• **Short problem**
Rewrite all the records below with "one pin apiece" replaced by "a single pin" and everything else left unchanged. Omit the pictures from your answer.

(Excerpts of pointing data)
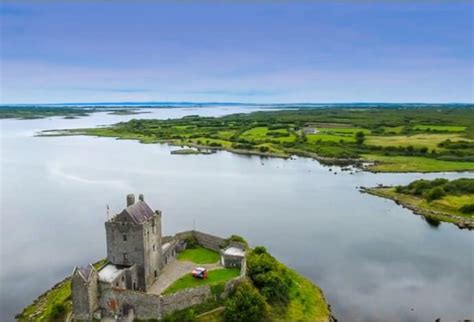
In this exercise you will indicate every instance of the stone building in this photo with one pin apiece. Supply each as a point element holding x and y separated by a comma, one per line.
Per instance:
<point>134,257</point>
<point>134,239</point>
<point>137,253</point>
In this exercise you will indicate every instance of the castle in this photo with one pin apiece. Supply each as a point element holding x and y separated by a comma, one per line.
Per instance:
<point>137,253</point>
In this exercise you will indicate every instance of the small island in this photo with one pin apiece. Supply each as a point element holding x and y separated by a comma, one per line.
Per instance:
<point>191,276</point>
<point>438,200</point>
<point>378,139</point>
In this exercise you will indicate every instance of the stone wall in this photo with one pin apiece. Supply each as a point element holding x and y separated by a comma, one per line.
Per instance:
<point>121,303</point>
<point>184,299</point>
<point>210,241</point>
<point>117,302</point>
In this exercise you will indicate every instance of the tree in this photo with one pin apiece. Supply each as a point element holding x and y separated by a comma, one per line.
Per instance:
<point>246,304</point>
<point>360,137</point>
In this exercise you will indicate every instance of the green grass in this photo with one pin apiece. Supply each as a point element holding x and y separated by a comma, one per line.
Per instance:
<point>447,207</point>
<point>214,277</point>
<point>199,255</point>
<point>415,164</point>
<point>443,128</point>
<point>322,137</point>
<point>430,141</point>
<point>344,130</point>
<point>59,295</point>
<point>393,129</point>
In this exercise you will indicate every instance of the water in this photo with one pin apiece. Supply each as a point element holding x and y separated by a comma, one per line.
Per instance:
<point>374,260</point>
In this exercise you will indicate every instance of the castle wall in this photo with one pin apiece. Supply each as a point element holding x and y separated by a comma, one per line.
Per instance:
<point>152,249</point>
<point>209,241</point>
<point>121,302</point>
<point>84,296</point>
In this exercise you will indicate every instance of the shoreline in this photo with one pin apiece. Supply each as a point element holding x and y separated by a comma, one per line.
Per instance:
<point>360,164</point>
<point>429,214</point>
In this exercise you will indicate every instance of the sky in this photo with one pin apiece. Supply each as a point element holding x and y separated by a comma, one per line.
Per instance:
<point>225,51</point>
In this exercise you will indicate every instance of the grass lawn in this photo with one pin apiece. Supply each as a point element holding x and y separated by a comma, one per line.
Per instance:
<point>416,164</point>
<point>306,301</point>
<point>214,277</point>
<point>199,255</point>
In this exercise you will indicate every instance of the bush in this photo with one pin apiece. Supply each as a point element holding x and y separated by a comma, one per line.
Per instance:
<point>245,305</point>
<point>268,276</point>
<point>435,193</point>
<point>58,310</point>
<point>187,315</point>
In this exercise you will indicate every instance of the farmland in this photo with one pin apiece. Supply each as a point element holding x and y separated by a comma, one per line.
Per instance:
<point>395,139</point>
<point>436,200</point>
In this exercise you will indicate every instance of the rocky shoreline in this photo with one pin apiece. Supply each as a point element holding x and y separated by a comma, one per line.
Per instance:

• **Worked answer**
In this exercise you will indicate every instance of the stone building in this photo with a single pin. Supply each as a point element holding x and y separated by a comma, one per line.
Per instance:
<point>134,257</point>
<point>134,239</point>
<point>137,253</point>
In this exercise you will indicate every instance of the castle in this photo with a single pin. Supply each as a point element holding x and y separated by a comma, one per line.
Per instance:
<point>137,253</point>
In this exercise you will indicate every instance of the small island in this photo with a single pin. Supply each as a point element holding x and y separated by a comma, one per line.
Per instance:
<point>191,276</point>
<point>438,200</point>
<point>378,139</point>
In this exercise you will indicate every instance of the stone wall in this photo with a single pin. Supply each as a point element holding x and y separated by a comma, one per line.
Per instance:
<point>121,303</point>
<point>184,299</point>
<point>210,241</point>
<point>117,302</point>
In this exercise you will indicate every instance of the tree in this photo with a single pin. Supply each as a point element holding x and y separated by a comma, one per line.
Per instance:
<point>246,304</point>
<point>360,137</point>
In this exercise you will indicate every instance of the green grass in this photo with a single pin. Supply each as a point element holding x and y separated by a comma, one per line.
Per instance:
<point>447,207</point>
<point>214,277</point>
<point>199,255</point>
<point>415,164</point>
<point>443,128</point>
<point>322,137</point>
<point>430,141</point>
<point>344,130</point>
<point>59,295</point>
<point>393,129</point>
In this exercise you will indicate every instance of the water in this photo with a single pin. Supply each as a point element holding x and y separated by a comma, one per line.
Per instance:
<point>374,260</point>
In this exercise you will indicate every instance of the castle wall in this photo with a single pin. Supply each as a point element holding x and y separated by a comma, one per line.
Per instance:
<point>152,249</point>
<point>209,241</point>
<point>121,302</point>
<point>84,296</point>
In this exercise you will indicate every instance of the shoreline in this photo with a single pin. Supply each as a point element holding x and y separated by a comma, one per line.
Per instance:
<point>360,164</point>
<point>429,214</point>
In this exercise you will indicate every instance of the sky in this photo with a single pin. Supply each as a point element holding x and y separated by a comma, one per line.
Per instance:
<point>225,51</point>
In this exercise you will indicate every instance of the grass lawn in this photo with a single pin. Supply each as a point element holding x and y separated by a comma, one per line.
Per instance:
<point>416,164</point>
<point>306,301</point>
<point>214,277</point>
<point>199,255</point>
In this exercise you will indicate every instance of the bush in this photo with a single pin. Supply each as a point element holding x and y separated by a comma, one per line.
Per instance:
<point>245,305</point>
<point>268,276</point>
<point>435,193</point>
<point>58,310</point>
<point>187,315</point>
In this exercise you will indicate every instance of the farmland in this photo with a single pin. Supply each as a point element holding x and y separated by a comma, one per line.
Per instance:
<point>395,139</point>
<point>436,200</point>
In this exercise you will indicate every instance of the rocky shoreline in this photo with a single pin. Supply each as a point element holding x and y separated by a comma, one per line.
Per instance:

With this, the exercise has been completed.